Вопрос о том, почему русские относятся к себе как к дефицитарным существам, неотторжим от вопроса о том, почему унитазы в Публичке в приказном порядке лишены сидений (интересно, где они хранятся?). Дело не в том, что нам действительно чего-то не хватает, а в том, что нам — дабы обрести национальную идентичность и сохранять таковую — нужно бесперебойно утверждать отсутствие самого необходимого. До Григория Сковороды на Украине и до Чаадаева в Великороссии у нас не было оригинальной философии не потому, что восточные славяне не способны к отвлеченному мышлению (читали же они с увлечением переводы из Дионисия Ареопагита), а потому, что этот вершинный дискурс был намеренно (как стульчаки в храме Буквы и Духа) изгнан из обращения (старец Филофей гордился тем, что он, сельский человек, не обучен афинской мудрости). Петровские реформы проводились так, как если бы на Руси не было внутренних сил, чтобы держаться вровень с Западом (но они были: начиная со Смутного времени страна вровень с европейскими соседями переживала рост барочной культуры — как придворной, так и низовой). Славянофилы-романтики мечтали вернуться в допетровскую Русь, не видя вокруг себя национального своеобразия (оно состоит у нас в том, что его всегда ищут). Как только в Российской империи намечалось избавление от недостач, допустим, благодаря развитию промышленного производства, в протесте против незаслуженного благополучия крайне правые (обер-прокурор Синода Константин Победоносцев) объединялись с крайне левыми (революционными партиями), одинаково выступая борцами с капиталом. В конце концов, большевикам удалось создать долгосрочное общество тотального дефицита — вечной и бесконечной «очереди», изображенной в первом романе Владимира Сорокина. Тоталитаризм — кульминация русского самосознания, его наиболее адекватное воплощение. Но разве посттоталитаризм, грезящей если не о восстановлении сталинского сверхгосударства, то хотя бы о праве России иметь поодаль от себя зоны влияния, не все то же порождение нашей всегдашней неполноценности?

(Сохранённые записи)
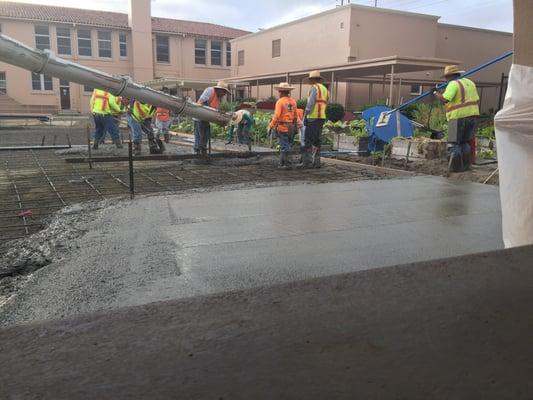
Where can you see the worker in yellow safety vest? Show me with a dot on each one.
(106, 110)
(314, 119)
(461, 101)
(140, 120)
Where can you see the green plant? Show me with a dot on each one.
(228, 106)
(335, 112)
(374, 104)
(184, 125)
(302, 103)
(358, 128)
(487, 132)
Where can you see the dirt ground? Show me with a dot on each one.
(479, 172)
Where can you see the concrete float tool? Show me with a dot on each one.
(385, 116)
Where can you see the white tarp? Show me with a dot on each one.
(514, 138)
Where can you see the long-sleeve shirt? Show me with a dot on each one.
(247, 124)
(311, 101)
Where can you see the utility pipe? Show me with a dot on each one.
(45, 62)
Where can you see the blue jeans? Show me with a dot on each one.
(202, 133)
(284, 142)
(136, 130)
(162, 127)
(104, 124)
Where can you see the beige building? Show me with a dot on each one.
(133, 44)
(360, 49)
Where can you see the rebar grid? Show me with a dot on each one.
(44, 183)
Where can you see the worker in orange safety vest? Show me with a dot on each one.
(211, 97)
(285, 122)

Список заданий –
**A.** Кто в тексте о русском чувстве дефицита приведен как представитель крайне правых?
**B.** Определите, соответствуют ли тексту о русском чувстве дефицита следующие утверждения. Для каждого ответьте «да» или «нет» и приведите решающие слова текста в виде точной цитаты.
(i) Восточные славяне с увлечением читали переводы из Дионисия Ареопагита.
(ii) Старец Филофей гордился своей выучкой в афинской мудрости.
(iii) Очередь изображена в последнем романе Владимира Сорокина.
**C.** Продолжите текст о русском чувстве дефицита, начав сразу после его последнего предложения.
Записи представляют собой самостоятельный материал, не связанный с текстом.

Ответы –
**A.** Обер-прокурор Синода Константин Победоносцев.

**B.**
(i) Да: «читали же они с увлечением переводы из Дионисия Ареопагита».
(ii) Нет: «старец Филофей гордился тем, что он, сельский человек, не обучен афинской мудрости».
(iii) Нет: «изображенной в первом романе Владимира Сорокина».

**C.**
Не знаю, откуда она взялась. С княжения ли варягов, с церковного ли подчинения Киева Византии? Установление генезиса — важная задача, но ее решением можно пренебречь, когда дело касается неизбывной национальной черты, принципиально не меняющегося модуса русского существования. Пишущий этот текст — русский, чистопородней не придумаешь. Сообщаю это для того, чтобы у читателей не сложилось впечатления, что у меня есть позиция по ту сторону этноса, который я обсуждаю. Я недостаточен вместе со всеми моими соотечественниками — и как раз поэтому провел значительную часть жизни в чужеязычной немецкой среде в роли того, кто не может отождествить себя с большинством, встроиться в общество уже по праву рождения. Не из этого ли же стремления к пребыванию в меньшинстве, в положении слабого и обездоленного все накатывавшие одна за другой волны русской эмиграции? У нее были и политические, и экономические причины, но, сверх того, она подтверждала глубоко русскую уверенность в том, что жизнь есть бедствие. Одних это убеждение гнало в рассеяние, других толкало к проведению автогеноцида — к государственному террору, направленному на нигде не виданное уничтожение народонаселения в одной отдельно взятой стране.